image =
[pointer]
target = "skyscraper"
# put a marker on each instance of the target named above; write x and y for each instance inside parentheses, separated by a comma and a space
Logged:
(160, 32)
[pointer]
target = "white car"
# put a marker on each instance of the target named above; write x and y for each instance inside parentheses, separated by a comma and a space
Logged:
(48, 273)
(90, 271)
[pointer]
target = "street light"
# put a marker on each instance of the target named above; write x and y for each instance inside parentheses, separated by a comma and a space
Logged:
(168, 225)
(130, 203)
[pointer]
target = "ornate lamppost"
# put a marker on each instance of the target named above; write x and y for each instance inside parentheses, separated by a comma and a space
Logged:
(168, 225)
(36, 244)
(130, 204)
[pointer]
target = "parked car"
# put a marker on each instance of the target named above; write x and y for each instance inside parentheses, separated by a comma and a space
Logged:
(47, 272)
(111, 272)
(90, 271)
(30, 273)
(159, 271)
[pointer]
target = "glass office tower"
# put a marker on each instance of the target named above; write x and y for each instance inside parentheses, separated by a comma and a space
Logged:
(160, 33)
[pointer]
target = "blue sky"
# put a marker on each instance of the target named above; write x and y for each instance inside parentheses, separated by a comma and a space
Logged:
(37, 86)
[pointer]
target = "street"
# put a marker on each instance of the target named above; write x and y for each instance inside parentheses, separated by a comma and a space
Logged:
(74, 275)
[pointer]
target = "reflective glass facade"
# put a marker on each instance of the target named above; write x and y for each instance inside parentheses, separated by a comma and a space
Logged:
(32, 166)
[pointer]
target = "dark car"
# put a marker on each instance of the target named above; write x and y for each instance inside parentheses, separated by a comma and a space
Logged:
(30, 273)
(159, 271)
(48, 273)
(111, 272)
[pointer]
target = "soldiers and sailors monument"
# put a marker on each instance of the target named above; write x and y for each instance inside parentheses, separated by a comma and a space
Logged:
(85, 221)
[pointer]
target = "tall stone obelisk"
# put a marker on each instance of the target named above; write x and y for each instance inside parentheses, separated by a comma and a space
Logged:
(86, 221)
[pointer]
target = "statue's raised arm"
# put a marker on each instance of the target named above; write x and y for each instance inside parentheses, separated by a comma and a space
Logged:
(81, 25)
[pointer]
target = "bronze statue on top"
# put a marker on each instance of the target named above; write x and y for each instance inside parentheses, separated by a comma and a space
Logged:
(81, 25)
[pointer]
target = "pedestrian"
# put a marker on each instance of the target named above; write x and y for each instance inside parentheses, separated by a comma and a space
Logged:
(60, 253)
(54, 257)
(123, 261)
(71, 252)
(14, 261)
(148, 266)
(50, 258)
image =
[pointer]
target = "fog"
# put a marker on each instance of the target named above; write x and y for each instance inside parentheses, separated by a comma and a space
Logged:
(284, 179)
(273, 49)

• • • • • • •

- WHAT THIS TASK INVOLVES -
Please report each line of the items above that contains the string "glass", copying every such line in full. Case counts.

- OUTPUT FOR THIS TASK -
target = "glass office tower"
target = "reflective glass facade"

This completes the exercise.